▶ [Text extract]:
Time Series Modeling

Time series modeling aims to discover the temporal relationships within chronologically arranged data. It has attracted extensive research over a wide range of fields, such as image alignment ^[2], speech recognition ^[3], etc. The key issue here is how to extract the representative features of a time series. A large part of previous frameworks range from classical feature engineering and representation learning to deep learning based models. While these methods have achieved good performance ^{[4, 5]}, they have also been subject to criticism regarding their lack of interpretability.

Intuition: Shapelet Dynamics

Shapelets, the time series subsequences that are representative of a class ^[6], can offer directly interpretable and explanatory insights in the classification scenario, and shapelet-based models have proven to be promising in various practical domains ^[7,8,9].

▶ [Exercise directions]: Decide whether each statement agrees with the passage on time series modeling: (a) speech recognition is one field where time series modeling has been researched; (b) earlier methods have been criticized for poor performance; (c) shapelets are time series subsequences that represent a class. Answer yes or no for each, quoting the deciding words. The lines after this passage on time series modeling have no connection to it.

▶ [Available data]:
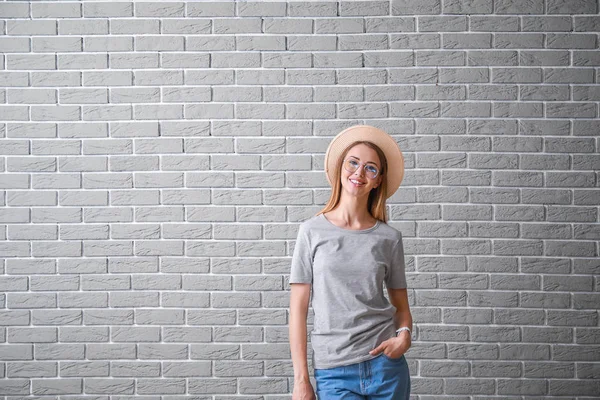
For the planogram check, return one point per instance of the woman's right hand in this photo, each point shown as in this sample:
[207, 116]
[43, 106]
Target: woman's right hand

▶ [Result of the task]:
(a) Yes: "such as image alignment ^[2], speech recognition ^[3], etc."
(b) No: "they have also been subject to criticism regarding their lack of interpretability"
(c) Yes: "the time series subsequences that are representative of a class"